Please retype all the records below exactly as they read.
++++
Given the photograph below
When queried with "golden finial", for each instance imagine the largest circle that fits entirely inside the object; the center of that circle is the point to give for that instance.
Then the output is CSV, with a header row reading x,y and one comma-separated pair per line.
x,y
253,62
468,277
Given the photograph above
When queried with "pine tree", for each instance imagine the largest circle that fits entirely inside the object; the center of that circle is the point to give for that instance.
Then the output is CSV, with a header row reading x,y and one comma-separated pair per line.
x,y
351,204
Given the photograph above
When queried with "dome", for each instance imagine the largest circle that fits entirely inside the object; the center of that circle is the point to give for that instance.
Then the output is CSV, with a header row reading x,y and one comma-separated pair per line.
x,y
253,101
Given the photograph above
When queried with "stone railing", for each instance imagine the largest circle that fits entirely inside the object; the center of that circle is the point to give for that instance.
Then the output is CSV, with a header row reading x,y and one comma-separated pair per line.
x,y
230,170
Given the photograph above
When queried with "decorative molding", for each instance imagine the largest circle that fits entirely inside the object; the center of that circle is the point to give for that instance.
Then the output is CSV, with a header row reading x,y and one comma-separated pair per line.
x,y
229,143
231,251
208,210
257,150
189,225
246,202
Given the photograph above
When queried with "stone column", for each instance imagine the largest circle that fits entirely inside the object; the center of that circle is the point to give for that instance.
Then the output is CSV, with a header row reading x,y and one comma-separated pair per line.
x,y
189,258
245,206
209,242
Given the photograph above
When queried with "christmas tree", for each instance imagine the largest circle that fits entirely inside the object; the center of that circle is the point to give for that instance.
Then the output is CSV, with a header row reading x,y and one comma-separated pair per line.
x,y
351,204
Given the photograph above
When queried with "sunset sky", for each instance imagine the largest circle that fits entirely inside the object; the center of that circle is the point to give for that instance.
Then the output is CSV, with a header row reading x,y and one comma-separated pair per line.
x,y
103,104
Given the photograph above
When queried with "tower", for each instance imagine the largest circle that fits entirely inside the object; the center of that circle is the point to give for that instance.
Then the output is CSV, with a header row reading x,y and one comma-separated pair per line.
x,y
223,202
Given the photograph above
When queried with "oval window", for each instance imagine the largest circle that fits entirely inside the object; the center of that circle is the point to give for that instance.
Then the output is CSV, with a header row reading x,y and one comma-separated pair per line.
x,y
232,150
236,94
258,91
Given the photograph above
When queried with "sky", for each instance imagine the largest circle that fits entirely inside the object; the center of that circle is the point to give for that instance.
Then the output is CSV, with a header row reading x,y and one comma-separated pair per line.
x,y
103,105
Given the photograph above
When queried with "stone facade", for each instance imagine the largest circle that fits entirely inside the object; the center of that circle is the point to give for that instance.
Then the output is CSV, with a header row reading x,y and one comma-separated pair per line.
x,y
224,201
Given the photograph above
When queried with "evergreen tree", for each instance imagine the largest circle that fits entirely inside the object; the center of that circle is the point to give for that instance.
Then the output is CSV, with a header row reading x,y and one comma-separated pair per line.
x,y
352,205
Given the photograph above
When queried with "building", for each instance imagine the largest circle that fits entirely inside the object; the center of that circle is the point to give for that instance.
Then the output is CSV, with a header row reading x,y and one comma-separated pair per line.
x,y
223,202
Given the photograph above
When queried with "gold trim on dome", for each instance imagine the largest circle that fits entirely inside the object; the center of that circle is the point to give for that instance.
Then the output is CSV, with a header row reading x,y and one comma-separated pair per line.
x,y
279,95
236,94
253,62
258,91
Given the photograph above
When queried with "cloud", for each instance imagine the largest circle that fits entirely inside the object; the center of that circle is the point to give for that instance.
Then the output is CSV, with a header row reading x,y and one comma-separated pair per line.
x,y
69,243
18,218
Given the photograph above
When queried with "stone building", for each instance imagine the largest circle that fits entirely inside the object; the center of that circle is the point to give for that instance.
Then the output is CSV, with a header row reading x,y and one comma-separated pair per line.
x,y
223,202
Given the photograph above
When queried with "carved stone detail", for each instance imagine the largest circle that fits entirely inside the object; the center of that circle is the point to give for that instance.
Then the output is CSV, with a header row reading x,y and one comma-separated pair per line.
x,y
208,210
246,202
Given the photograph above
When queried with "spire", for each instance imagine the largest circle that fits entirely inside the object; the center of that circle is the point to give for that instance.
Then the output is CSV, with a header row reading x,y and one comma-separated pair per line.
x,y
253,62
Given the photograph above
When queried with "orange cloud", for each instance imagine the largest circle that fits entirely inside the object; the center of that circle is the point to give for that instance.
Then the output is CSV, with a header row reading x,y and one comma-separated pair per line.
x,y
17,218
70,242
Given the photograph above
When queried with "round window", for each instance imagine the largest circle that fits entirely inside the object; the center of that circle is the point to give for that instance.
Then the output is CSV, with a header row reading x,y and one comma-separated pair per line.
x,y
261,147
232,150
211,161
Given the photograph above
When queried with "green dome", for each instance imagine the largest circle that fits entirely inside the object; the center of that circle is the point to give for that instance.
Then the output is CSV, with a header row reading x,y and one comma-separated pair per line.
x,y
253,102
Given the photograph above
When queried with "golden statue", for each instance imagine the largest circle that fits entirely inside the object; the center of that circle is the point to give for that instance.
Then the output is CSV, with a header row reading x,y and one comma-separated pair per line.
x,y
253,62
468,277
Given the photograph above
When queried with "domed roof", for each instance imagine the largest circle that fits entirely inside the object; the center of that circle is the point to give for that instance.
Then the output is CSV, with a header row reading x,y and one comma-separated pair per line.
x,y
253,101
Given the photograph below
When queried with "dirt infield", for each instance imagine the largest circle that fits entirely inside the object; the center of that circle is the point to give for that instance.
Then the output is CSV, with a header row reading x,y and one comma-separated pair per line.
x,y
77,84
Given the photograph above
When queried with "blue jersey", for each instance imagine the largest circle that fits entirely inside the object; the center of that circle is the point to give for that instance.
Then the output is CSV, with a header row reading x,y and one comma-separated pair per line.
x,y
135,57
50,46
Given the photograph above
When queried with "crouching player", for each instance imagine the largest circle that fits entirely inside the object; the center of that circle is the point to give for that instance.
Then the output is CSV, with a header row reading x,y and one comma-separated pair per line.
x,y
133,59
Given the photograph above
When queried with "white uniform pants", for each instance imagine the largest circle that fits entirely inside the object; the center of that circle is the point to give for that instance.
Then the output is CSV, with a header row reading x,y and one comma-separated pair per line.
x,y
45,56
++++
• **Task response**
Given the photograph below
When queried with "golden finial", for each instance imagine the largest circle that fits entirely inside the object; the center of that circle is the point to give for that instance.
Then the output is CSV, with a header row reading x,y and one comma-separated pair per line.
x,y
253,62
468,277
Given the photograph above
When queried with "pine tree", for each instance imagine the largest circle that fits entirely inside the object; the center of that circle is the point to give for that instance.
Then the output is CSV, with a header row reading x,y and one comma-separated pair per line.
x,y
351,204
Given the photograph above
When queried with "dome", for each instance imagine the largest circle that fits entirely inside the object; the center of that circle is the point to give for that instance.
Then the output is CSV, with a header row reading x,y and one comma-separated pair per line.
x,y
253,101
Given the photograph above
When queried with "stone railing", for each instance imagine the largest circle that fits entirely inside the object; the center of that circle is the point to give for that instance.
Then the output is CSV, with a header row reading x,y and one comma-separated pair per line.
x,y
230,170
Given the photograph above
When queried with "decorative molding", for each instance imagine the largest circle that fits entirely inside the object; the center of that circle is the point to give for that instance.
Then the output is CSV, with a header row reading x,y and one comma-separated pair per line.
x,y
229,143
231,251
208,210
257,150
189,225
246,202
Given the photograph above
When queried with "stone column", for each instance imagine the largest circle that fits entirely inside the object; the center of that circle is the point to give for that instance.
Then the output is CSV, with a header row reading x,y and one comma-separated pair per line.
x,y
189,258
245,206
209,242
Given the photograph above
When queried with "christmas tree", for each instance imagine the largest circle that fits entirely inside the object; the center of that circle is the point to give for that instance.
Then the output is CSV, with a header row reading x,y and one comma-separated pair per line.
x,y
351,204
Given the photograph above
When queried with "sunset sky", for each instance imagine the largest circle that fits entirely inside the object; the center of that circle is the point to give for that instance.
Then the output is CSV, with a header row reading x,y and one comma-separated pair per line.
x,y
103,104
Given the photograph above
When queried with "tower", for each instance imagine the largest circle that fits entirely inside the object; the center of that circle is the point to give for that instance.
Then the output is CSV, with a header row reading x,y and one comma-separated pair per line.
x,y
223,202
Given the photograph above
When queried with "oval window", for each instance imagine the largest circle that fits entirely inside the object; the center of that circle is the point to give for that instance.
Then the output is CSV, with a header row reading x,y and one comma-separated pair per line.
x,y
232,150
236,94
258,91
Given the photograph above
When queried with "sky", for each instance imagine the largest circle that fits entirely inside the object; the center of that circle is the point to give for that instance.
Then the output is CSV, with a header row reading x,y and one comma-separated pair per line.
x,y
103,105
Given the photograph above
When queried with "stone facade", for each instance imagine the largest circle that fits entirely inside the object; the center of that circle is the point to give for that instance.
Then the output is CSV, with a header row reading x,y and one comma-separated pair per line.
x,y
224,201
Given the photograph above
When queried with "evergreen tree", for each instance imagine the largest circle that fits entirely inside the object; the center of that circle is the point to give for that instance.
Then the output is CSV, with a header row reading x,y and one comma-separated pair per line.
x,y
352,205
Given the photograph above
When queried with "building", for each instance imagine the largest circle that fits entirely inside the object; the center of that circle is the point to give for that instance.
Then the output is CSV, with a header row reading x,y and one comma-separated pair per line.
x,y
223,202
Given the photograph above
When queried with "gold trim on dome", for each instance imagine the largest circle that fits entirely inside the object; the center of that circle is the point to give for that instance.
Then the output is CSV, with a header row reading x,y and one comma-separated pair per line.
x,y
279,95
236,94
253,62
258,91
Given the photograph above
When queried with "cloud", for each instance imagine the largest circle that fits entirely inside the object; the center of that circle is the point to give for that instance.
Then the output is CSV, with a header row reading x,y and one comma-separated pair per line.
x,y
69,243
18,218
Given the photograph above
When queried with "stone building", for each instance imagine the largest circle that fits entirely inside the object; the center of that circle is the point to give for that instance.
Then the output is CSV, with a header row reading x,y and one comma-separated pair per line.
x,y
223,202
Given the photograph above
When queried with "carved stone detail", for each instance imagine the largest circle that fits entirely inside the object; the center of that circle is the point to give for that instance.
Then the output is CSV, with a header row reading x,y and one comma-separated pair per line.
x,y
208,210
246,202
Given the photograph above
When queried with "spire", for each instance imagine the largest circle that fits entirely inside the object; the center of that circle is the point to give for that instance.
Then the output is CSV, with a header row reading x,y and one comma-separated pair per line.
x,y
253,62
Given the photograph above
When queried with "orange cloud", for each instance imagine the largest circle that fits entirely inside the object; the center of that circle is the point to give for that instance.
Then the output is CSV, with a header row reading x,y and one comma-separated pair per line.
x,y
17,218
70,242
Given the photograph above
When queried with "round window", for each instance imagine the largest circle that fits entirely inside the object; the center of that circle is the point to give for that instance.
Then the output is CSV, with a header row reading x,y and one comma-separated pair per line.
x,y
261,147
232,150
211,161
Given the photograph above
When queried with "green dome", for each instance imagine the largest circle that fits entirely inside the object; the center of that circle is the point to give for that instance.
Then the output is CSV, with a header row reading x,y and one comma-separated pair per line.
x,y
253,102
Given the photograph above
When queried with "golden statue", for each instance imagine the largest circle that fits entirely inside the object; the center of that circle is the point to give for that instance.
Then the output is CSV, with a header row reading x,y and one comma-separated pair per line.
x,y
253,62
468,277
Given the photograph above
When queried with "domed roof", for each instance imagine the largest circle that fits entirely inside the object; the center of that circle is the point to give for that instance.
Then the output is CSV, with a header row reading x,y and one comma-separated pair per line.
x,y
253,101
Given the photograph below
When queried with "dirt infield", for each instance imagine the largest circle that fits entirely inside the object; the center of that circle is the point to give for that instance.
Then the output is CSV, with a header row reading x,y and one comma-separated pair per line.
x,y
77,84
Given the photograph above
When queried with "blue jersey", for each instance imagine the largest circle that fits entirely inside the object; the center of that circle is the point to give for that instance.
Then the output is CSV, with a header row reading x,y and one comma-separated pair per line.
x,y
135,57
50,46
Given the photograph above
When queried with "crouching player", for each instance imagine the largest circle that fits entirely inside the object; the center of that circle is the point to give for that instance.
Then the output is CSV, with a header row reading x,y and one comma-separated pair per line.
x,y
133,59
Given the photograph above
When queried with "white uniform pants", for each instance imagine the largest circle that fits entirely inside the object; the center of that circle is the point to give for that instance.
Then the output is CSV, with a header row reading x,y and one comma-separated pair per line.
x,y
45,56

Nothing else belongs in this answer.